WORK TO COMPLETE –
Line by line, output the entries below exactly as they appear.

------------

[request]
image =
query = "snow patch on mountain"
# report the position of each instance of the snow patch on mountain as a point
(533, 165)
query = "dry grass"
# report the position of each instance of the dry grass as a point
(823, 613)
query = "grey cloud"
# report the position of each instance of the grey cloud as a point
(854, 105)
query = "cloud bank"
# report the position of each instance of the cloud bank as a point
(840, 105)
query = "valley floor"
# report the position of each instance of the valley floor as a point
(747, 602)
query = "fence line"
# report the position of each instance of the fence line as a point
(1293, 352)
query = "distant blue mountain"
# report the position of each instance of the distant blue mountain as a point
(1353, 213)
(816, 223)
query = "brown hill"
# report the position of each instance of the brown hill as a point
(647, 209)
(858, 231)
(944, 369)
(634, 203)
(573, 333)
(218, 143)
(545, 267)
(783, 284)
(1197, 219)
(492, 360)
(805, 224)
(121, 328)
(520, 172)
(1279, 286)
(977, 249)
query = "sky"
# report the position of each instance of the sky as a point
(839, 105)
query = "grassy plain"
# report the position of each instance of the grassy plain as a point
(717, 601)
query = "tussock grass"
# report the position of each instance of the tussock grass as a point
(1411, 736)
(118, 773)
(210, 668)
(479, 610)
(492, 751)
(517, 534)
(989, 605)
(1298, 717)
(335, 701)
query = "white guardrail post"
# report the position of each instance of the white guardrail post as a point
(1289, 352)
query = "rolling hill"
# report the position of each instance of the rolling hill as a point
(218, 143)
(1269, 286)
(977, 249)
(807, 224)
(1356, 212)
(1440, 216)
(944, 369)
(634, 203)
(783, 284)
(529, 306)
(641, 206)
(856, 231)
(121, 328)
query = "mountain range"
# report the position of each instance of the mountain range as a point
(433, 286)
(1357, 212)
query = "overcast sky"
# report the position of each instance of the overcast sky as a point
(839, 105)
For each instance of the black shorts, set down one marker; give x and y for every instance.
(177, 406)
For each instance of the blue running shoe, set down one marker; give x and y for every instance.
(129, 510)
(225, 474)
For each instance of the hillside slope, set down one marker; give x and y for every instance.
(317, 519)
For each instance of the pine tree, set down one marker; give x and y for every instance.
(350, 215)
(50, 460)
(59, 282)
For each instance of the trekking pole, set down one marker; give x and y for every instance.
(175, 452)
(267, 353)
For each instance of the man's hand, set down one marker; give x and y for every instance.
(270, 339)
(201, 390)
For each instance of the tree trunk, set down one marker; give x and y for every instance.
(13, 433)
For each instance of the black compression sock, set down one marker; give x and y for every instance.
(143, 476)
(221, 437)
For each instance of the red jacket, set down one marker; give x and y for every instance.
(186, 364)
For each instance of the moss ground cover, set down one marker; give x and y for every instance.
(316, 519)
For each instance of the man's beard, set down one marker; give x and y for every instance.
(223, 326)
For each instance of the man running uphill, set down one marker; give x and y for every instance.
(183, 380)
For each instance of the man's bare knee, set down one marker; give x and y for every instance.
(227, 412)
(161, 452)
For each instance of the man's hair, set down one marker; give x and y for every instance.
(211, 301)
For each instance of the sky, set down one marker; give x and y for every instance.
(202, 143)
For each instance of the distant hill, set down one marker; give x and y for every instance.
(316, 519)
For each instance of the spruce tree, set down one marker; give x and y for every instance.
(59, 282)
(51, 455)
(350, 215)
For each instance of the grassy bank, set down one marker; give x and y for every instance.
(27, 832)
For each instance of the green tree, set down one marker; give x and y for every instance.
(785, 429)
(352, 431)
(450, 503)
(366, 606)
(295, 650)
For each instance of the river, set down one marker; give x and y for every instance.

------------

TASK OUTPUT –
[request]
image =
query = "snow patch on mountain"
# report the position of each instance of the snow patch on mountain as a point
(533, 165)
query = "dry grass"
# report the position of each instance of the dry grass as a point
(823, 613)
query = "grey cloud"
# report the position of each instance of the grey cloud as a point
(854, 105)
query = "cloud bank"
# report the position of each instance of the cloud bank as a point
(840, 105)
query = "valley floor"
# report the position of each instance of the valley floor as a point
(747, 602)
query = "fence line"
# report the position of each instance of the fence line as a point
(1293, 352)
query = "distant blue mountain"
# report the position of each instance of the distant blue mountain as a point
(1353, 213)
(816, 223)
query = "brown hill"
# report the position of each instance of the brown hill as a point
(647, 209)
(858, 231)
(944, 369)
(634, 203)
(573, 333)
(218, 143)
(545, 267)
(783, 284)
(1197, 219)
(492, 360)
(805, 224)
(121, 328)
(520, 172)
(1279, 286)
(977, 249)
query = "sky"
# report the position of each instance of the sky as a point
(839, 105)
query = "grassy plain"
# report the position of each instance of the grassy plain as a point
(717, 601)
query = "tussock grass"
# report the position of each instance of the tussock grass as a point
(1411, 736)
(118, 773)
(210, 668)
(479, 610)
(492, 751)
(517, 534)
(989, 605)
(1298, 717)
(335, 701)
query = "white guardrail post"
# report the position of each instance of the white guardrail post as a point
(1289, 352)
query = "rolling hill"
# report the position of each instance of the rolling hill as a point
(218, 143)
(1269, 286)
(977, 249)
(807, 224)
(1356, 212)
(1440, 216)
(944, 369)
(634, 203)
(783, 284)
(529, 306)
(641, 206)
(856, 231)
(121, 328)
query = "mountain range"
# report the position of each instance of the mountain range as a point
(433, 286)
(1357, 212)
query = "overcast sky"
# report the position of each instance of the overcast sky as a point
(839, 105)
For each instance of the black shorts, set down one marker; give x and y for every instance.
(177, 406)
For each instance of the blue running shoe, set down one marker; give x and y for every instance.
(129, 510)
(225, 474)
For each instance of the hillside slope, set down one marker; give x and y for every instance.
(317, 519)
For each instance of the pine tree, set down one marker; give x and y for every instance.
(350, 215)
(50, 460)
(59, 282)
For each instance of the trekking pole, set down one marker; give x and y for every instance.
(175, 452)
(267, 353)
For each instance of the man's hand, set down one marker; give x and y for every instance.
(270, 339)
(201, 390)
For each instance of the tree trunk, set down one marker; give x and y for every instance.
(13, 433)
For each instance of the black compression sock, set down one marker; give x and y for every instance.
(143, 476)
(221, 437)
For each instance of the red jacket, set down one marker; give x and y for every instance.
(186, 364)
For each instance of the moss ground cover, set down one marker; give x and y for every instance.
(316, 519)
For each instance of the man's beard, set down one marker; give x and y for every instance.
(223, 326)
For each instance of the man running uphill, set down one marker; give x and y for every instance.
(183, 380)
For each instance of the man's bare knee, set down one marker; give x and y for every instance.
(227, 412)
(161, 452)
For each instance of the man's hair, set down one marker; give x and y for every instance.
(211, 301)
For each instance of the sky, set down one marker; give x and y for every instance.
(202, 143)
For each instance of the distant hill, set down one marker; give x and y for every instance.
(316, 519)
For each instance of the spruce tree, set down one marker; give x and y for every instance.
(59, 282)
(51, 455)
(350, 215)
For each instance of the grassy bank, set down one marker; give x and y for every instance.
(27, 832)
For each instance of the green tree, set down one marker; give x and y for every instance.
(785, 429)
(352, 431)
(450, 503)
(366, 606)
(295, 650)
For each instance of the river, set down one marker; give x and y for every instance.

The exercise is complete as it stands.